大統領、保険分野の構造改革と発展戦略の作成を指示
(ウズベキスタン)
タシケント発
2019年07月12日
ウズベキスタンのシャフカト・ミルジヨエフ大統領は7月10日の閣議で、保険産業分野(注)での政府機構を含む構造改革と発展戦略の作成を指示した。保険市場を活性化させ、市場から集めた民間資金を投資へと回す流れを作り、保険産業が国の経済成長率へ貢献する割合を高めるのが目的。将来的な国民皆保険制度創設への道筋も見据える。
閣議でミルジヨエフ大統領は「保険サービスは各種金融リスクから経済を守る手段の1つであるにもかかわらず、ウズベキスタン国民1人当たりのサービスの利用率が(他国に比べて)低く、国の経済成長率に貢献する割合も低い」と指摘。
原因としてウズベキスタンでの「保険サービスの魅力の低さ」を挙げ、関係省庁に対し、a.規制産業から振興産業への転換を目的として、「保険監督国家査察局」の廃止と「保険市場発展庁」の創設、b.国民1人当たりの保険加入額の2倍増と、2022年までに保険産業が経済成長率に貢献する割合を増やす中長期戦略の策定、c.保険サービスへの国民の信頼向上を目的に、保険金請求時の提出書類・審査時間の削減、中立審査と迅速な保険金支払いの実行、d.保険会社によるリース事業や投資事業を支援する税制構築、の4点を指示した。
加えて、自国の保険会社による世界の先進的経営システムの導入や、世界的格付け制度への加盟、他国市場への進出支援、国外の教育機関・大手保険機関での研修を通じた人材育成などを課題として挙げた。

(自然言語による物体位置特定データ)
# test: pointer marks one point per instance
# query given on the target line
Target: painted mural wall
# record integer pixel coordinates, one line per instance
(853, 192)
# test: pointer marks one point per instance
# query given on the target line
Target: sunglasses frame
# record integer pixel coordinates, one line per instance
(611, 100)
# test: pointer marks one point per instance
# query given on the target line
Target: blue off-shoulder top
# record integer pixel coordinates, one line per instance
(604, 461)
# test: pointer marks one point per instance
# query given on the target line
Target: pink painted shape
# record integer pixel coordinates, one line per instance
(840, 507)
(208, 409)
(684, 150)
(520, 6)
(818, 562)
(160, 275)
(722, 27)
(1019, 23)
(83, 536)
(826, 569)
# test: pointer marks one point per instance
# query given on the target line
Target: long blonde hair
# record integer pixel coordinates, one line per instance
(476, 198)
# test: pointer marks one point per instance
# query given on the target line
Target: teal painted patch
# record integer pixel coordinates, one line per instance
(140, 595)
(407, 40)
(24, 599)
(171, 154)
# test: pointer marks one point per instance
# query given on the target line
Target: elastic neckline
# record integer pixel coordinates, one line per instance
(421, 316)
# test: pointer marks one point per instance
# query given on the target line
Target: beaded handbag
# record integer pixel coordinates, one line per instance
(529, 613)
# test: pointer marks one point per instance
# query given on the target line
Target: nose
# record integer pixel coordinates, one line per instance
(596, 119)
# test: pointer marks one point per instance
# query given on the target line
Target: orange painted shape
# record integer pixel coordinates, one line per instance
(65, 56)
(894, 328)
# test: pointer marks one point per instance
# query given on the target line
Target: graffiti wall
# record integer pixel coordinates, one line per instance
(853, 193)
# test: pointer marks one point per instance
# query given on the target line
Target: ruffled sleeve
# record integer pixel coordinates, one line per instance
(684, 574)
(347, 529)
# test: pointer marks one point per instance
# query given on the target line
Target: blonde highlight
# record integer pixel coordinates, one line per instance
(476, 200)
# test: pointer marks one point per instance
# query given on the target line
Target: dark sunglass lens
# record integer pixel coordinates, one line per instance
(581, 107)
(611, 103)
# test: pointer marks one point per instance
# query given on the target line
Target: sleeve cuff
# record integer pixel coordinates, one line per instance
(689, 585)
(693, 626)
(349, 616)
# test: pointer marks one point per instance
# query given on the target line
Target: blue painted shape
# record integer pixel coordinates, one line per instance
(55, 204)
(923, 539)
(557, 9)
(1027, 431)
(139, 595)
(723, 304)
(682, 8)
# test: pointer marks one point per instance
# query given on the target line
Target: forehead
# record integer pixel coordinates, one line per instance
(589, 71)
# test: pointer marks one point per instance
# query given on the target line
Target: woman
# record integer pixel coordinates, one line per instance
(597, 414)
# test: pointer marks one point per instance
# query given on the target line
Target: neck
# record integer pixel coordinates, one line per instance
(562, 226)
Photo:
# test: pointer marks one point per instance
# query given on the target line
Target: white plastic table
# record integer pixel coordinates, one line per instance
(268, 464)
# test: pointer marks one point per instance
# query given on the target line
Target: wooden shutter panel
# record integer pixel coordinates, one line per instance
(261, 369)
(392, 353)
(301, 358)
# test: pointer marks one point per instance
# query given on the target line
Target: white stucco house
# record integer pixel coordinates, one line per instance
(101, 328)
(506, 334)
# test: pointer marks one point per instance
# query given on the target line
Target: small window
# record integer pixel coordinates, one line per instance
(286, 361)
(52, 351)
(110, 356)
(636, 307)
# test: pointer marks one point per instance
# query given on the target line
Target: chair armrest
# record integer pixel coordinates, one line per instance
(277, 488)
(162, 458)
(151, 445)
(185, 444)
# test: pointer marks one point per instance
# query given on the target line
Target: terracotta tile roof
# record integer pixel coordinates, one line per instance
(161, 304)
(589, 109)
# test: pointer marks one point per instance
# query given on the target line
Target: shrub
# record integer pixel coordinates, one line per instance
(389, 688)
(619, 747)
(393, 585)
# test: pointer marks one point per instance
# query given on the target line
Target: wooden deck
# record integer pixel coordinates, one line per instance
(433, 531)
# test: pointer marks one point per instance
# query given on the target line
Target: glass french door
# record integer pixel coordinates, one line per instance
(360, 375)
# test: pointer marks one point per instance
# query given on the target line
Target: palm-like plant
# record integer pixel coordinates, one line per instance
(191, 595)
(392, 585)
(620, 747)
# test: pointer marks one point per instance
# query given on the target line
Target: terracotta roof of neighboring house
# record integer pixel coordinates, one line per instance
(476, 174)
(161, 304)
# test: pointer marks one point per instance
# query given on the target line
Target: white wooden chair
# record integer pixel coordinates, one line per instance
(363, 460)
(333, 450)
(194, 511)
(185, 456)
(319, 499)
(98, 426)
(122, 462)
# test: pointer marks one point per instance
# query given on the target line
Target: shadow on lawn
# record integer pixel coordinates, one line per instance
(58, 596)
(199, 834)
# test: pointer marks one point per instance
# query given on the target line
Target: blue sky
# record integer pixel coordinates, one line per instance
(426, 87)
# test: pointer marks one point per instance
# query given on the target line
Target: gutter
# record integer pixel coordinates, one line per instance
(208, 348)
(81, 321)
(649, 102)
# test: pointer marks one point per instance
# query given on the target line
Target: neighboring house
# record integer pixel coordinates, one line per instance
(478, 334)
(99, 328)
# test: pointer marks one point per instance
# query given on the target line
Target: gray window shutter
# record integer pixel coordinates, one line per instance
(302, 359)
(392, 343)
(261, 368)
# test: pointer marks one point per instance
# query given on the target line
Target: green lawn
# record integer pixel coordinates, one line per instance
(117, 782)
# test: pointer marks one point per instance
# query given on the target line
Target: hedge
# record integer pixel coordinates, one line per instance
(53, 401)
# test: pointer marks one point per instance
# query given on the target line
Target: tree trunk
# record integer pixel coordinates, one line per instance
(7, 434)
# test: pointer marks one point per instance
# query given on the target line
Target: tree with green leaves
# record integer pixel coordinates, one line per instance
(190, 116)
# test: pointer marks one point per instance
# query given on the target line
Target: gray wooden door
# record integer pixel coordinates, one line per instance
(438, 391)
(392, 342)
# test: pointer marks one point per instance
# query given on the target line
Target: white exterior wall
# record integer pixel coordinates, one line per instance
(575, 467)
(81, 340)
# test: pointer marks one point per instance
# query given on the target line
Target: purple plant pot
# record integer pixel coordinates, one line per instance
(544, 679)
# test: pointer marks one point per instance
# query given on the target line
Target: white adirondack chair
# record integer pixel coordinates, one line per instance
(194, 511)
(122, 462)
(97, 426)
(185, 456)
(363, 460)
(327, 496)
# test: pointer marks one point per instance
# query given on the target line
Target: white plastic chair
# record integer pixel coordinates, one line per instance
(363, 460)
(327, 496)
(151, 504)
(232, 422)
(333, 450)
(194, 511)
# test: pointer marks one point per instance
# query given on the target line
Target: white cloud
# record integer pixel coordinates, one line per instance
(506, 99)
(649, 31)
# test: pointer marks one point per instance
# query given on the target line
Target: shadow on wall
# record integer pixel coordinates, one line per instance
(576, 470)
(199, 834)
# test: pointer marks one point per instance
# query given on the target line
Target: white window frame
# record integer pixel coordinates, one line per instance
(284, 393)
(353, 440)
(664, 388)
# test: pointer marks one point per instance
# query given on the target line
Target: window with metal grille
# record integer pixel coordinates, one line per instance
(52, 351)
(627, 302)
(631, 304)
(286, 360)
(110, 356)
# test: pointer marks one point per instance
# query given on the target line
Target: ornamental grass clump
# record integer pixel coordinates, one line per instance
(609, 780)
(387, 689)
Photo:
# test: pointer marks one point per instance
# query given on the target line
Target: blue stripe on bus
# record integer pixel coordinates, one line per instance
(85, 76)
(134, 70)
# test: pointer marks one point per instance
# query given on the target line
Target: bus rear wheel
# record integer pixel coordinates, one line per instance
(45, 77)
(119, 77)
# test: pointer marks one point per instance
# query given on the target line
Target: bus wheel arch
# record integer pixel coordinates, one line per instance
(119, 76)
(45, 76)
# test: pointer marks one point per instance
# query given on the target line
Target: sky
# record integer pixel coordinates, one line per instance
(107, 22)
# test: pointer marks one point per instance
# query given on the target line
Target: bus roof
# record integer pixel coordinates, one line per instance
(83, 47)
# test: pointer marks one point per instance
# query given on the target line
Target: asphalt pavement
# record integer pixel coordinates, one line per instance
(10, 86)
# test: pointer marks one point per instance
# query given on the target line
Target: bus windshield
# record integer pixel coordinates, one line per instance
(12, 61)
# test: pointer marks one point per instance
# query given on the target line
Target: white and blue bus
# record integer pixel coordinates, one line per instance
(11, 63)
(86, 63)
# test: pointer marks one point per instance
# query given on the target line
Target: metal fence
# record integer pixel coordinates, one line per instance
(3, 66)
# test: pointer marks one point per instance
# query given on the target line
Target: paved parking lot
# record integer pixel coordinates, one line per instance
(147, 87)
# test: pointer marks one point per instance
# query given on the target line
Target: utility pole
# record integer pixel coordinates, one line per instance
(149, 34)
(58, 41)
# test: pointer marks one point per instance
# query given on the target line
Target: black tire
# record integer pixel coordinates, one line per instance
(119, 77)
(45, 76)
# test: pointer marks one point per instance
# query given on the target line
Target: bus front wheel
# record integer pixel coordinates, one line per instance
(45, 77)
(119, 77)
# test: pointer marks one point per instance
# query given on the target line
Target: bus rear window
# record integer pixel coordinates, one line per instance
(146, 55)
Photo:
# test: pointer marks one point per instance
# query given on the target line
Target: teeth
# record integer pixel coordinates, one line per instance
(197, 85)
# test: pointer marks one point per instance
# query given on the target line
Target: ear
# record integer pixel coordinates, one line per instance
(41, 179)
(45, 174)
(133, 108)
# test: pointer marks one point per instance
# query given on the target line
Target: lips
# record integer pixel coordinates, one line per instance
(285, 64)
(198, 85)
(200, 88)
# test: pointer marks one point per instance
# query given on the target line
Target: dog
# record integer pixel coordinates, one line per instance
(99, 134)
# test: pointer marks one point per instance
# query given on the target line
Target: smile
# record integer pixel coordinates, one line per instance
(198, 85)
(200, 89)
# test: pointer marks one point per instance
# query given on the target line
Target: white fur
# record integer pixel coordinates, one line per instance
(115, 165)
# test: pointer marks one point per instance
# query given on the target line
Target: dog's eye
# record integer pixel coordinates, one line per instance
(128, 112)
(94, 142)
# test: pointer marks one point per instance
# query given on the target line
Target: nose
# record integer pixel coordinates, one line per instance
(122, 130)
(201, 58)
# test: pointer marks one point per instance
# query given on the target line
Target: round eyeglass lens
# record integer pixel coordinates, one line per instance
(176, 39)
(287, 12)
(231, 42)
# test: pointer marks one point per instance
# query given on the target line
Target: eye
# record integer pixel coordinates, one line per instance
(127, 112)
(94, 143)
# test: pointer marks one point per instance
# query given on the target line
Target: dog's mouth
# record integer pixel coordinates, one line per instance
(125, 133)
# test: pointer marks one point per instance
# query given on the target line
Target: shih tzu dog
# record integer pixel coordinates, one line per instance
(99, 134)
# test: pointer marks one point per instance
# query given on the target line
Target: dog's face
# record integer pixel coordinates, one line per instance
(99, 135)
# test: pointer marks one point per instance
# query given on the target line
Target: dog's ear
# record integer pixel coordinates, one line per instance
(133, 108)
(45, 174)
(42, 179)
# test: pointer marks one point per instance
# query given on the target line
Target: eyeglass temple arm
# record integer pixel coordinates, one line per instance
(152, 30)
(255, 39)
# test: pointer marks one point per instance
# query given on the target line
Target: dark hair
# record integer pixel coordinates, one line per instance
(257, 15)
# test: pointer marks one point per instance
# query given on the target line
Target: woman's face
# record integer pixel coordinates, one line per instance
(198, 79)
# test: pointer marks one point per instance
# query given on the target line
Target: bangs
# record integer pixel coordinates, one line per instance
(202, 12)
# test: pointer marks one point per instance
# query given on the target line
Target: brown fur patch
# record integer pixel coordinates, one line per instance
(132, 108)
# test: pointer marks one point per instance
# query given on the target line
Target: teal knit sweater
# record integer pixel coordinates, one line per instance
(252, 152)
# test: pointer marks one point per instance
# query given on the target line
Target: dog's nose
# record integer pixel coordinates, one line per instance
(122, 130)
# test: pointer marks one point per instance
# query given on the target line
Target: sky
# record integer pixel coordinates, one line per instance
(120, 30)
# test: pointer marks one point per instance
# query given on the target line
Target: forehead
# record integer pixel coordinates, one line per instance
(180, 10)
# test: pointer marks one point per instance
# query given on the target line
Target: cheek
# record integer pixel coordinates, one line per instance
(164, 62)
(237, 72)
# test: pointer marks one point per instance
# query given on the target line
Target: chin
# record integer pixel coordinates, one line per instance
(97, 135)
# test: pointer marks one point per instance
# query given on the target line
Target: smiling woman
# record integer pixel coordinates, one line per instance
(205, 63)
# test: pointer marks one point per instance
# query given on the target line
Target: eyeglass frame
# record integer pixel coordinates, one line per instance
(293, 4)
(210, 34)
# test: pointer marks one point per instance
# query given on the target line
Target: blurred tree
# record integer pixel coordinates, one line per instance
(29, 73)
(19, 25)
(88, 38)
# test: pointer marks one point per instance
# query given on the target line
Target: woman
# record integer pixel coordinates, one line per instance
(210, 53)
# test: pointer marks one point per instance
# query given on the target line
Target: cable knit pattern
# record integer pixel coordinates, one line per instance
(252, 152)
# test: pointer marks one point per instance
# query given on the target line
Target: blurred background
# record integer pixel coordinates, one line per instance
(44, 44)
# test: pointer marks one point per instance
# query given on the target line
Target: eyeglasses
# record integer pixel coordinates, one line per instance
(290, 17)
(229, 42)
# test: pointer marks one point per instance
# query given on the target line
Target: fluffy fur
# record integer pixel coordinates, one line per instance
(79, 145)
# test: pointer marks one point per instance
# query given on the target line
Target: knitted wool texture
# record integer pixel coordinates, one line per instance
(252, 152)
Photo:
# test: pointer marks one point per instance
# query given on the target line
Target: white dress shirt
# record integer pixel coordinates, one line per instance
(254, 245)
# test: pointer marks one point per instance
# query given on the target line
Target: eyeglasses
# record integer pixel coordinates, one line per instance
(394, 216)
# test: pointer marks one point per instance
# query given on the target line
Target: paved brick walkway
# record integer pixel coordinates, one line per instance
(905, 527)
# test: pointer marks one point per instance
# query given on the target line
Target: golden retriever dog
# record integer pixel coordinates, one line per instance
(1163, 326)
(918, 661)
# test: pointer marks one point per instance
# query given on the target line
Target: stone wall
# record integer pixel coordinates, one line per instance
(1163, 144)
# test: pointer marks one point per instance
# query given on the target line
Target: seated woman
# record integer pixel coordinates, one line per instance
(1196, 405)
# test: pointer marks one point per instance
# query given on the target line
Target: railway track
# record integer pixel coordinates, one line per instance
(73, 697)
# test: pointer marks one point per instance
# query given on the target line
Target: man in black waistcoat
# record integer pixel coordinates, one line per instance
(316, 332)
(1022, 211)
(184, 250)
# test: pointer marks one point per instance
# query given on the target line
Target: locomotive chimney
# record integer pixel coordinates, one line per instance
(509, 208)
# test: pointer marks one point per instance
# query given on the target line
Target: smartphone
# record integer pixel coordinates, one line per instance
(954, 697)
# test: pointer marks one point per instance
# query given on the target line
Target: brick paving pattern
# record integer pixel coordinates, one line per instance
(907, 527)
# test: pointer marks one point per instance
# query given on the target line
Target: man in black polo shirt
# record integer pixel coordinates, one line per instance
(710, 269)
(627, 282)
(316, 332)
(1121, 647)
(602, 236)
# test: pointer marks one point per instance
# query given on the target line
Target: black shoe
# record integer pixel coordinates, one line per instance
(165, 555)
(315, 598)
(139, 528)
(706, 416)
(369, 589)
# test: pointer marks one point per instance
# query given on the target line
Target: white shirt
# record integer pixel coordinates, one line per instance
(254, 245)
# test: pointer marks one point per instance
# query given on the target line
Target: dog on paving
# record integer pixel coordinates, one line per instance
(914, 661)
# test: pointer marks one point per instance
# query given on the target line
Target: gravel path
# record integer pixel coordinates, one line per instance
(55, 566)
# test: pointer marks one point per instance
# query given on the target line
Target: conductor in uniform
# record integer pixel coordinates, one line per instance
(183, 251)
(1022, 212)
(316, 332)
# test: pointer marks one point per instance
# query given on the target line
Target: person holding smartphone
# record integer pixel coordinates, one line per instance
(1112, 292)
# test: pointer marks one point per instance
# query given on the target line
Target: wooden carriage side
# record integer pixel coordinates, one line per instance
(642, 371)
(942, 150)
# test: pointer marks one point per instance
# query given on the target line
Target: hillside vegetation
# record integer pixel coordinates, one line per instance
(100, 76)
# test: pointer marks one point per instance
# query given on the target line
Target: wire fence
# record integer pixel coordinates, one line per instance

= やること =
ページ本文によると、ミルジヨエフ大統領が閣議で関係省庁に指示した4点とは何ですか。

= 解答 =
a. 規制産業から振興産業への転換を目的とした、「保険監督国家査察局」の廃止と「保険市場発展庁」の創設
b. 国民1人当たりの保険加入額の2倍増と、2022年までに保険産業が経済成長率に貢献する割合を増やす中長期戦略の策定
c. 保険サービスへの国民の信頼向上を目的とした、保険金請求時の提出書類・審査時間の削減、中立審査と迅速な保険金支払いの実行
d. 保険会社によるリース事業や投資事業を支援する税制の構築